Challenge
Count how many lines of the material below contain the string "stone", with case taken into account. Reply with the number only.

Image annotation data
==========

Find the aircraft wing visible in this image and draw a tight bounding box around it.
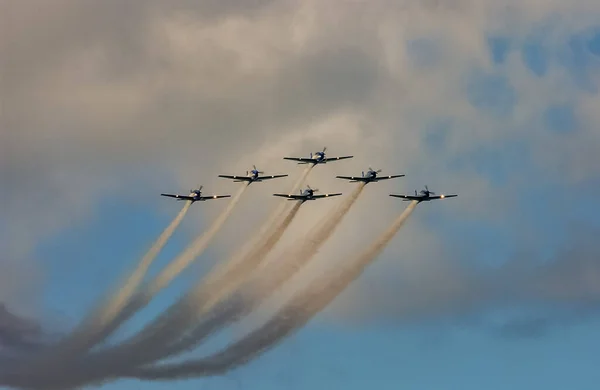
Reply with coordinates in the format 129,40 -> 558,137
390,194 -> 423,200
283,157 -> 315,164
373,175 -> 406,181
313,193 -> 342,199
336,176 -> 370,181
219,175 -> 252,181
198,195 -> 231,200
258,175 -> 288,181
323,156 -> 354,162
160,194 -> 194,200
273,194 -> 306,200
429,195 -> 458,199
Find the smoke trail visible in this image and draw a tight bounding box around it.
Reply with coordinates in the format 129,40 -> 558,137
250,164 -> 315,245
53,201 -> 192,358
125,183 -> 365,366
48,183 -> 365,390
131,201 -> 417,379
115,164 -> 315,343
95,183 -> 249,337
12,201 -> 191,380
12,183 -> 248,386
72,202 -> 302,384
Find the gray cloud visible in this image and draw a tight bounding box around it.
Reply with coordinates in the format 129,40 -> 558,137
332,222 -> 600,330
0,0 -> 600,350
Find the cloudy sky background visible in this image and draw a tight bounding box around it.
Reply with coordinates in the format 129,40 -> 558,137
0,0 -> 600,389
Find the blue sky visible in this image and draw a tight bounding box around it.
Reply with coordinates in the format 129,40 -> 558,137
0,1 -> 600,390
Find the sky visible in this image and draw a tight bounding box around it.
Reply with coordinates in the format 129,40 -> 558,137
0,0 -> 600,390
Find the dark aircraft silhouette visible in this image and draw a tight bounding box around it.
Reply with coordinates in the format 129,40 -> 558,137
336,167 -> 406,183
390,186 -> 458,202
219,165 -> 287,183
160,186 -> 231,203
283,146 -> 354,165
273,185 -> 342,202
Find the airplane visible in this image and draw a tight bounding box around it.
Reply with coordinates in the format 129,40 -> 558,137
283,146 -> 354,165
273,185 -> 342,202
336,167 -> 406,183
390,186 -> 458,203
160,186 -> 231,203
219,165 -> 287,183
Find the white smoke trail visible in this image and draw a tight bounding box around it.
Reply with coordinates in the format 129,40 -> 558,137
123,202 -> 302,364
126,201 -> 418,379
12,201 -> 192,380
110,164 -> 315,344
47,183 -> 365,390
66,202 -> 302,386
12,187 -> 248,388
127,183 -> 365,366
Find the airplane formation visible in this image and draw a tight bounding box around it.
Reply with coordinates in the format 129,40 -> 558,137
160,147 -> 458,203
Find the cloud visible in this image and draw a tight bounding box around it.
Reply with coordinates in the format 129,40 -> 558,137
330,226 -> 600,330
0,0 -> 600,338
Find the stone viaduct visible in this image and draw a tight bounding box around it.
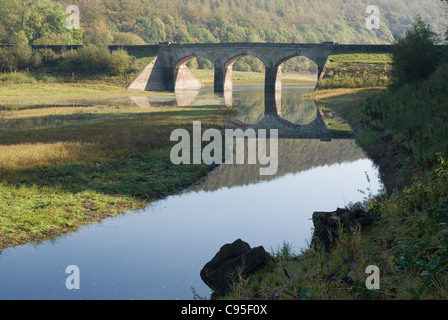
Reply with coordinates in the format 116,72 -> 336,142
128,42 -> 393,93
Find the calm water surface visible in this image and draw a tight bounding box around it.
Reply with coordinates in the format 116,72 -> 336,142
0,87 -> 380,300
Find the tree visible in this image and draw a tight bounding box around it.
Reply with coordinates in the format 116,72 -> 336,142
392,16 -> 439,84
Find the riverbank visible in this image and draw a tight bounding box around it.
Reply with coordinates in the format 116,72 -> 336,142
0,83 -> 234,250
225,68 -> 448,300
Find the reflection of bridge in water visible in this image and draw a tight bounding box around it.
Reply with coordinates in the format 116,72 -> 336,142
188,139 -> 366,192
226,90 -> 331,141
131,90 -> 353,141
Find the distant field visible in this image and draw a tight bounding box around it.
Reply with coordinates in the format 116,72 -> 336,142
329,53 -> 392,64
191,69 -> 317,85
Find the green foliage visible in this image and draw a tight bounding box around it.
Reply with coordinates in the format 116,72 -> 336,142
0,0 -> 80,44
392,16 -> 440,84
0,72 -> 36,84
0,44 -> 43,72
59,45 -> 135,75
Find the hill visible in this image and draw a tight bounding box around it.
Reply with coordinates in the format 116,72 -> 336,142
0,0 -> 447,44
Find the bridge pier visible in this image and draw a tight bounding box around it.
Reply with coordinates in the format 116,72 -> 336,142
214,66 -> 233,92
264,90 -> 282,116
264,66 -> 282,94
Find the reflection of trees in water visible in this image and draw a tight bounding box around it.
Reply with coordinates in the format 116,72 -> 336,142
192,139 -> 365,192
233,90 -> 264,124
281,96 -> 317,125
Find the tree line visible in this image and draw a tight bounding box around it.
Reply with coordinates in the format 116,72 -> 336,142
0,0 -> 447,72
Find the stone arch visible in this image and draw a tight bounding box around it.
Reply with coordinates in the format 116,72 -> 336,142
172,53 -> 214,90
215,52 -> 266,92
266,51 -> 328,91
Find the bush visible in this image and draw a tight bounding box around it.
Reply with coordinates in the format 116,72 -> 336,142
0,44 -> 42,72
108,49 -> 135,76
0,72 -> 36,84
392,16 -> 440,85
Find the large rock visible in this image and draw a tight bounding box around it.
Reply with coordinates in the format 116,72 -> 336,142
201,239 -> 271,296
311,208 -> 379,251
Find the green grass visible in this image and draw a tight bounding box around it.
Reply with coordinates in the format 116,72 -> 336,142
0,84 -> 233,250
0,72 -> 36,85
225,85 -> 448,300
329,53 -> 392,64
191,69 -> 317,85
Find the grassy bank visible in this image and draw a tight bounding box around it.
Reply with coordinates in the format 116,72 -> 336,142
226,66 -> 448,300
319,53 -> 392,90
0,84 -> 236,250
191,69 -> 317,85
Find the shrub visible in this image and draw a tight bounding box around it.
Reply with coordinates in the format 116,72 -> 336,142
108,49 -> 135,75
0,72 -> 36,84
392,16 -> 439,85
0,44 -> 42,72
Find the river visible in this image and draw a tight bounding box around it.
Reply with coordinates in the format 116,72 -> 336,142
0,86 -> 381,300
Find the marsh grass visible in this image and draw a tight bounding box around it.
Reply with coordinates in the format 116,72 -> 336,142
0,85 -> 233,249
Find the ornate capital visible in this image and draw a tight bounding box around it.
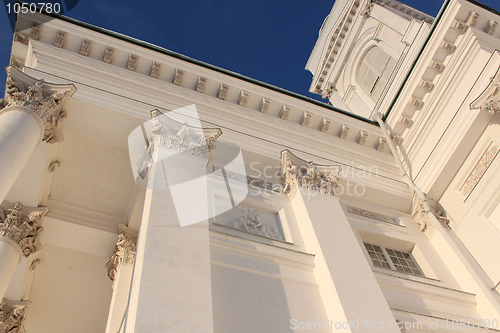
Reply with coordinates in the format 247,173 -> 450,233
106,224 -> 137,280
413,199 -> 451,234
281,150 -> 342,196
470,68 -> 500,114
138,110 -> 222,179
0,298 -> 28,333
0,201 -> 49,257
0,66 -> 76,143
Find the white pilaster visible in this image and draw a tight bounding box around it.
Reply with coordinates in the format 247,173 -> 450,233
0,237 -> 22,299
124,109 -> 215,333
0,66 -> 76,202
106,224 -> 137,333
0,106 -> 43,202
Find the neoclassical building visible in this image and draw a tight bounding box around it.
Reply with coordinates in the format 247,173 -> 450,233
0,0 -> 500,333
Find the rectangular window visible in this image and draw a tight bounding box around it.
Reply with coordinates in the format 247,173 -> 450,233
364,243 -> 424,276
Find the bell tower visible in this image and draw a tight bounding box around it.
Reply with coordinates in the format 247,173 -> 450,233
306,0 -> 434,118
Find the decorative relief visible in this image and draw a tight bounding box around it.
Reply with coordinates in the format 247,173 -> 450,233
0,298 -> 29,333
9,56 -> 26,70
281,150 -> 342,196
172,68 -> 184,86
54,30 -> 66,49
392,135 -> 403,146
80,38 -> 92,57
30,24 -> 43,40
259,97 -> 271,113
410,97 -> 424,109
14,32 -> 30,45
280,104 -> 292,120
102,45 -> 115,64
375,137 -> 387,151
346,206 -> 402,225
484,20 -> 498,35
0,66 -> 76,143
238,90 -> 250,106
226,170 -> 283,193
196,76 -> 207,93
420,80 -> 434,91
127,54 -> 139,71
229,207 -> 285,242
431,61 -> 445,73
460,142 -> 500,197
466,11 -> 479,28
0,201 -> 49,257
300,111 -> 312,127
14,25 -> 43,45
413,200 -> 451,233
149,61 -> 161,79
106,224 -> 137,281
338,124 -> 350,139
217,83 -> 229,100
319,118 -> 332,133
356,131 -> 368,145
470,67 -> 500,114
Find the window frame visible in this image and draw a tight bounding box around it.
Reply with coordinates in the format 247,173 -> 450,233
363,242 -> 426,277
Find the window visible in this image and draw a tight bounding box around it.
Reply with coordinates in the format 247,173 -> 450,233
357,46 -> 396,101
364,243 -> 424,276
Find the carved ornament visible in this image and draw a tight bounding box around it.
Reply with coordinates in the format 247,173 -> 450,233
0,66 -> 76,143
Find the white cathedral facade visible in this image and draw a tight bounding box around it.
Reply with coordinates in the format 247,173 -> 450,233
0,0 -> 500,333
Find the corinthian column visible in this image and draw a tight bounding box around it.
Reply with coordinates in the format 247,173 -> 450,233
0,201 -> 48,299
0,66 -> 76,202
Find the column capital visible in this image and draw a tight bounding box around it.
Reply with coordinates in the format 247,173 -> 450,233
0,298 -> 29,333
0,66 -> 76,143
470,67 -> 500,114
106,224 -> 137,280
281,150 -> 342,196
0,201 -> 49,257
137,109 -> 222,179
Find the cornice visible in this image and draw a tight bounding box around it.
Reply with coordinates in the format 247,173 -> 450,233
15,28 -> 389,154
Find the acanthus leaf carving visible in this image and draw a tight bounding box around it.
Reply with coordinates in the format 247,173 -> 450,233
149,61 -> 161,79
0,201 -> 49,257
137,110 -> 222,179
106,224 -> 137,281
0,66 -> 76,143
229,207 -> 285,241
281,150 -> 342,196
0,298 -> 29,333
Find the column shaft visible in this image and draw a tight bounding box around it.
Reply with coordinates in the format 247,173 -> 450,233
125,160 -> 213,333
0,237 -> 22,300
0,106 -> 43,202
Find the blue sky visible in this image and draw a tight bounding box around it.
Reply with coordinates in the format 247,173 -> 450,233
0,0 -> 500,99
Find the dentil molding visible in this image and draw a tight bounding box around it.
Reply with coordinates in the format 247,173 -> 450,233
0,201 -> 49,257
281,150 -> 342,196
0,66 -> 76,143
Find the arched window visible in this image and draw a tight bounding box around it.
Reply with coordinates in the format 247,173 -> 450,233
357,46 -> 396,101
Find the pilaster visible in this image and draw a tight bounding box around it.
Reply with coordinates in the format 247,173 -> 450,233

==========

Result below
2